[Records shown — start]

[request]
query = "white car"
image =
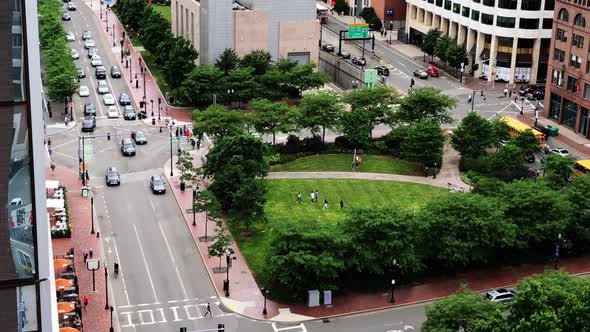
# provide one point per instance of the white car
(103, 87)
(96, 61)
(108, 99)
(560, 152)
(88, 43)
(113, 112)
(83, 91)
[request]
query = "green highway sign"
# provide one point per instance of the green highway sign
(358, 31)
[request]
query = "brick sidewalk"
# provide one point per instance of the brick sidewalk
(95, 318)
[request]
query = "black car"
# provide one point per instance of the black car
(139, 137)
(124, 99)
(382, 71)
(115, 72)
(100, 72)
(89, 123)
(157, 184)
(112, 177)
(129, 113)
(81, 72)
(127, 147)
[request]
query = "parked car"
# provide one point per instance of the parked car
(382, 71)
(358, 61)
(560, 152)
(127, 147)
(112, 176)
(113, 112)
(328, 48)
(421, 73)
(139, 137)
(124, 99)
(115, 72)
(96, 60)
(102, 87)
(500, 295)
(129, 113)
(89, 109)
(83, 91)
(108, 99)
(89, 123)
(157, 184)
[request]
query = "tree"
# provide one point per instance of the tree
(424, 143)
(227, 61)
(473, 136)
(459, 312)
(463, 230)
(269, 118)
(429, 42)
(260, 60)
(376, 234)
(321, 109)
(426, 103)
(377, 102)
(217, 121)
(201, 84)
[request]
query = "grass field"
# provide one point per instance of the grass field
(282, 207)
(165, 11)
(343, 163)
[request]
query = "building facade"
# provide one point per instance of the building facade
(286, 29)
(567, 96)
(27, 290)
(507, 40)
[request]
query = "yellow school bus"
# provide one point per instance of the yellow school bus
(517, 127)
(582, 167)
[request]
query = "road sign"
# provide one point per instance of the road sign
(358, 31)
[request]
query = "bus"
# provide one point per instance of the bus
(322, 13)
(582, 167)
(517, 127)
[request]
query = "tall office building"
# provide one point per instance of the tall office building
(27, 291)
(567, 96)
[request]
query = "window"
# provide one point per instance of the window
(465, 12)
(563, 15)
(529, 23)
(506, 22)
(487, 19)
(507, 4)
(580, 20)
(578, 41)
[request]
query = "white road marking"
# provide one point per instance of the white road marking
(145, 262)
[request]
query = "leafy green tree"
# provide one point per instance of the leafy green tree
(321, 109)
(462, 311)
(377, 102)
(269, 118)
(260, 60)
(429, 42)
(473, 136)
(228, 60)
(201, 84)
(426, 103)
(217, 121)
(465, 229)
(375, 234)
(305, 255)
(423, 143)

[Records shown — finish]

- [Task objective]
With the line containing "# provide one point per instance of the road" as the start and the last line of the listing as the end, restate that stretch word for word and nothing else.

- [Reply]
# provide one point per instance of the road sign
(358, 31)
[request]
query = "bus"
# provide one point per instance of the bus
(322, 13)
(582, 167)
(517, 127)
[request]
query = "tall office building"
# provide one point per instance of the tall office building
(27, 291)
(567, 96)
[request]
query = "window"
# provide one point per instance of the window
(465, 12)
(563, 15)
(529, 23)
(506, 22)
(487, 19)
(507, 4)
(580, 20)
(578, 41)
[request]
query = "white road marking"
# provide one point per instance of the white road marking
(145, 262)
[request]
query = "leafy green tree"
# provide one point per instance of the leafy green tree
(321, 109)
(462, 311)
(377, 102)
(269, 118)
(260, 60)
(429, 42)
(473, 136)
(228, 60)
(201, 84)
(426, 103)
(217, 121)
(465, 229)
(375, 234)
(305, 255)
(423, 143)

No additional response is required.